List every line in the records below that contains the string "target", copying each line in full. Case counts.
━━ INPUT RECORDS
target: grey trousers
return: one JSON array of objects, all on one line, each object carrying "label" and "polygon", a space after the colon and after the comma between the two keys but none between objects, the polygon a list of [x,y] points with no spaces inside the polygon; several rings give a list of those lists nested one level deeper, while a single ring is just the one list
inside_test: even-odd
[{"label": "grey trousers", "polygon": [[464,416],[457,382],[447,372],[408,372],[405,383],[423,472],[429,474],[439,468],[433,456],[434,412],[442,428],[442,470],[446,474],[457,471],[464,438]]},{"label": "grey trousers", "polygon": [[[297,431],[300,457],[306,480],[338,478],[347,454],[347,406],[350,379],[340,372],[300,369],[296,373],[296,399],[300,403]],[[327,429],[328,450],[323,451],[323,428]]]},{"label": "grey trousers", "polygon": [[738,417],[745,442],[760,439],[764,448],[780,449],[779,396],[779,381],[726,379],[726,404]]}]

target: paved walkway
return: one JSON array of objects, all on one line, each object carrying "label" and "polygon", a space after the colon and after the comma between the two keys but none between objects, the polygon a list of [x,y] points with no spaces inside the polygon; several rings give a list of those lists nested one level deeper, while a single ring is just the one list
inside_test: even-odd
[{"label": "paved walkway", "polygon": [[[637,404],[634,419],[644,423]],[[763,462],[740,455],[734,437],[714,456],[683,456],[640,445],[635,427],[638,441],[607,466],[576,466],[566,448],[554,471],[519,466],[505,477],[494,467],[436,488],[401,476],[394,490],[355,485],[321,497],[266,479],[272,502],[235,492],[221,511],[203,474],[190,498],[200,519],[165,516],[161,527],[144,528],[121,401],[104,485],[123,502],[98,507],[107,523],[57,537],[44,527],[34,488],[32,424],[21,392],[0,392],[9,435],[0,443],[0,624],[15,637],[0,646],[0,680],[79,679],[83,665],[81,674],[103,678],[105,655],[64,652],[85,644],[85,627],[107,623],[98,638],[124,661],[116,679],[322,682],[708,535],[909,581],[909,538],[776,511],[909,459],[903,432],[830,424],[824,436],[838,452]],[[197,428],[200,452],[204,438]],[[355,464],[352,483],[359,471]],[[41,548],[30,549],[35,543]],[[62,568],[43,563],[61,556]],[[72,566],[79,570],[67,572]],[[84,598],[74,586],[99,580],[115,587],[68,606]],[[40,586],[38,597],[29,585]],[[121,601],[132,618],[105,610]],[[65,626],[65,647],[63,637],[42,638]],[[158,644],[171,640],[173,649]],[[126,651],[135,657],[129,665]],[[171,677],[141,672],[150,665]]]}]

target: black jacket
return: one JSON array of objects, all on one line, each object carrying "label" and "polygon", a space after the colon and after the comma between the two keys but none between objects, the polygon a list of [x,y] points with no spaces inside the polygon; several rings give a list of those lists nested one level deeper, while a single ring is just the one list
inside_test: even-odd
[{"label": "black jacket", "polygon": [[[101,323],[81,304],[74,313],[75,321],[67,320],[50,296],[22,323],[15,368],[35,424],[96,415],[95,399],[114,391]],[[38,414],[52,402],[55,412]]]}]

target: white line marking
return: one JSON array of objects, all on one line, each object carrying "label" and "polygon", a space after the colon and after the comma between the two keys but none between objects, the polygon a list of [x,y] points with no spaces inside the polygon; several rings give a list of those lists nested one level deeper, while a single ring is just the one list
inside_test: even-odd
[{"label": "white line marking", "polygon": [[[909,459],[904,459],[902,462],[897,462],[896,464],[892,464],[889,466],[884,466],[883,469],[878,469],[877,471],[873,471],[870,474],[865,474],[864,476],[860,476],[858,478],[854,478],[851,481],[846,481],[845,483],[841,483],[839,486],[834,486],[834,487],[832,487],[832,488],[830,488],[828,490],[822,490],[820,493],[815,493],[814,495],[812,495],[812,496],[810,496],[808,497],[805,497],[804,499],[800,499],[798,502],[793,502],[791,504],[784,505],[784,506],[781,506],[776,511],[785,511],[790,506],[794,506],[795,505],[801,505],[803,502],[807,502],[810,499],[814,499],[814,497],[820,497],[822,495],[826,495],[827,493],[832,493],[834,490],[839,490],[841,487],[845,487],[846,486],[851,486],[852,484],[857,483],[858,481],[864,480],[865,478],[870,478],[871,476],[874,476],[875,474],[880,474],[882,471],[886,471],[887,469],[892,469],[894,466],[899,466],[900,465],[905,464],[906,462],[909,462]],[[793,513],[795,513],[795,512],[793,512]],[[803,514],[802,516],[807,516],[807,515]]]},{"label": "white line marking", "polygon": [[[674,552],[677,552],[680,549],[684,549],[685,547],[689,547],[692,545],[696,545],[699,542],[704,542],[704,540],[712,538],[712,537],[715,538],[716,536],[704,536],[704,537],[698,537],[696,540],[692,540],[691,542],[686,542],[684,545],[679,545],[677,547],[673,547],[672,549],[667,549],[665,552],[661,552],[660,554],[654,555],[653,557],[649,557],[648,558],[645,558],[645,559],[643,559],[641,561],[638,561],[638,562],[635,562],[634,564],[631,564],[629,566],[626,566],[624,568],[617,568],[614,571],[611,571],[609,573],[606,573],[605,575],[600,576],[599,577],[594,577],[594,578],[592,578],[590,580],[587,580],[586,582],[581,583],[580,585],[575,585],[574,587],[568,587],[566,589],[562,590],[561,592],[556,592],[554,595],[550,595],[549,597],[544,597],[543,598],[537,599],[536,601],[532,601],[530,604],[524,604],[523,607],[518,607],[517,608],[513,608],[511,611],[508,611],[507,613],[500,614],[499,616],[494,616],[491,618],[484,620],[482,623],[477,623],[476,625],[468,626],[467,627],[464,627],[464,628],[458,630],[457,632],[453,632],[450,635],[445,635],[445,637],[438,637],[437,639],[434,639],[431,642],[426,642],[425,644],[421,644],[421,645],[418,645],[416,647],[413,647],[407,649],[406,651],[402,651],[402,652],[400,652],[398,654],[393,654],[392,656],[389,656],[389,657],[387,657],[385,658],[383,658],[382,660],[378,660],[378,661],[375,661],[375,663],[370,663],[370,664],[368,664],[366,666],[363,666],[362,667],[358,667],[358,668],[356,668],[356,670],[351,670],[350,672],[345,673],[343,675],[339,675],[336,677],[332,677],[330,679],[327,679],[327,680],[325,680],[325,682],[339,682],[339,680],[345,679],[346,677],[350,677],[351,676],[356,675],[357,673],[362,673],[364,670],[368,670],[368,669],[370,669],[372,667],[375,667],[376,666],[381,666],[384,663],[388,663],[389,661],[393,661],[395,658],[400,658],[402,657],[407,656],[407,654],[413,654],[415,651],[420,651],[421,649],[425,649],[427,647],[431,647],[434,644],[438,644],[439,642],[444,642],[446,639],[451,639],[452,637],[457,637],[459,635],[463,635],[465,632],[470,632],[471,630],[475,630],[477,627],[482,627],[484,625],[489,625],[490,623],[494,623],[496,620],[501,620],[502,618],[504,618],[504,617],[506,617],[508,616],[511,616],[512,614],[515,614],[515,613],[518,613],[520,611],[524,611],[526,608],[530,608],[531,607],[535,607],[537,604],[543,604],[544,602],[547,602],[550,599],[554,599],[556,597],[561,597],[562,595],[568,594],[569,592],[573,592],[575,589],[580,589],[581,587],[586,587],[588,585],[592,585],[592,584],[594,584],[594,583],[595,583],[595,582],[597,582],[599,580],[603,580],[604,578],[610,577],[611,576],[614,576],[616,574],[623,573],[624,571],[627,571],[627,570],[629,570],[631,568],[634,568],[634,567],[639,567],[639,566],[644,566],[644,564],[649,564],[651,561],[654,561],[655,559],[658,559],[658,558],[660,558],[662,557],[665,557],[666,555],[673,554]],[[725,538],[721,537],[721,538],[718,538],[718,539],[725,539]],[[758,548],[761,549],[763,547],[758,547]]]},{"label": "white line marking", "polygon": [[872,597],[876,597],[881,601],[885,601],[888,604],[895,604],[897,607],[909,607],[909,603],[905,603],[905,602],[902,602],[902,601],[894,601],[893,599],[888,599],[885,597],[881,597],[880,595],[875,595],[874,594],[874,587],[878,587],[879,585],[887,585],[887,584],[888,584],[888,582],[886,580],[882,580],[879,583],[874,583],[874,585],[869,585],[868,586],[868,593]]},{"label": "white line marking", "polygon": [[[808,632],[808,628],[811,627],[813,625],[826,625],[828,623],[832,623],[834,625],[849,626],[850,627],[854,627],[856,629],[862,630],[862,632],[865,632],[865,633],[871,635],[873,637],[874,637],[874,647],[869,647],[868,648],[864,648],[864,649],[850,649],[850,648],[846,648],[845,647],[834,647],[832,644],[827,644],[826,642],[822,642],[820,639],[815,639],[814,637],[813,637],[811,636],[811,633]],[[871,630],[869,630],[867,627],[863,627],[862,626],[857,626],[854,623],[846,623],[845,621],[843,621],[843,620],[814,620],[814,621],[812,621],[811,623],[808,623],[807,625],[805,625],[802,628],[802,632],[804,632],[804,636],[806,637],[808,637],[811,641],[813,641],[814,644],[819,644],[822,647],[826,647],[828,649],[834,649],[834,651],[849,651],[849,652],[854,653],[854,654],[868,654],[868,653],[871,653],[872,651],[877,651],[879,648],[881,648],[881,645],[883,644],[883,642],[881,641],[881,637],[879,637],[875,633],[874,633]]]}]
━━━━
• **EXERCISE OUTPUT**
target: grey trousers
target: paved walkway
target: black jacket
target: white line marking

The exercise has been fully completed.